— Start PAGE TEXT —

What I want to enquire about is you and your status. Verse 20 describes you as a prophetess. What exactly did that mean in your context? You are also described as Aaron’s sister but we also know you to be Moses’. Is it the fact you grew up around Aaron which made you identified in that way?

You appear to have the role of leading the women. Was this because yours was a segregated society? Did you, as an Israelite, have a role Moses’ wife ,who was partly foreign, could not?

How did the men relate to you? Were you married and did you have a position of leadership higher than your husband or were you single?

Again you are a figure who seems significant but we seem to know relatively little about.

Then there is the wandering without water. Were you scared? Did people turn on you as well as Moses?

I know a lot of questions but you raise them in my mind and as so often the text can’t answer them.

Sunday 15 November 2015

Letter to a Chariot Driver (Exodus 14)


Dear Chariot Driver,

You are representative of the ordinary service personnel who suffer and die when rulers order you into an action which may be futile. Yet you also represent how ordinary people may be motivated into the actions they are because of fear and the desire to exact revenge too.

I am assuming you had a child or children or brothers or sisters. You had suffered loss and pain over a sustained period of time due to the acts of Pharaoh and God hardening his heart. You would have been in a state of anger and fear I suspect and so we can understand why you may have wished to exact revenge on those who you believed had caused you so much suffering.

I suspect that there would have been a sense of relief you were rid of the Israelites and the suffering which had been caused as Pharaoh would not let them go. Yet, I also imagine that you may have had feelings of hate against them which I cannot imagine or understand which came out of the suffering you had endured.

As I say you were also being ordered into action by the Pharaoh and other senior officials. It would have been almost impossible for you not to comply to these orders.

When the cloud came down as you were in the water what was it like? I imagine the horror must have been unimaginable, with the horses panicking and the noise which would have been generated as people sought not to avoid one another but couldn’t as the wheels got clogged and the screams as people died, even before the waters came over.

— End PAGE TEXT —
— Start RECORDED DATA —

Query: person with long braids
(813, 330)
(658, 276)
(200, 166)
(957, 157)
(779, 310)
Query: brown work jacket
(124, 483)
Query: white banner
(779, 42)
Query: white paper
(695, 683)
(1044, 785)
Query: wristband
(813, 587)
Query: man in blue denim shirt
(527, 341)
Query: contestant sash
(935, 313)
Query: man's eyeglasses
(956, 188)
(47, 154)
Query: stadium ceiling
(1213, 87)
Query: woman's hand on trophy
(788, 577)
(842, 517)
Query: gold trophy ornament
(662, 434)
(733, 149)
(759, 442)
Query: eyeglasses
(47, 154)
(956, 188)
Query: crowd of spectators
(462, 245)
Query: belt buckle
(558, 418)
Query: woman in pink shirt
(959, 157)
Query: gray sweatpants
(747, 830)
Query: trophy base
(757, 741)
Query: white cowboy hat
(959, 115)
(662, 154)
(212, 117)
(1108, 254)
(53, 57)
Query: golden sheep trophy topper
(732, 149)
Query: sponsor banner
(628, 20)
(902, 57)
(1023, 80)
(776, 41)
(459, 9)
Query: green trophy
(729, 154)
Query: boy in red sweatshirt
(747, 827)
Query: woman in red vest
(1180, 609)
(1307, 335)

— End RECORDED DATA —

According to the letter to the chariot driver in the page text above, who was ordering the driver into action?

Pharaoh and other senior officials.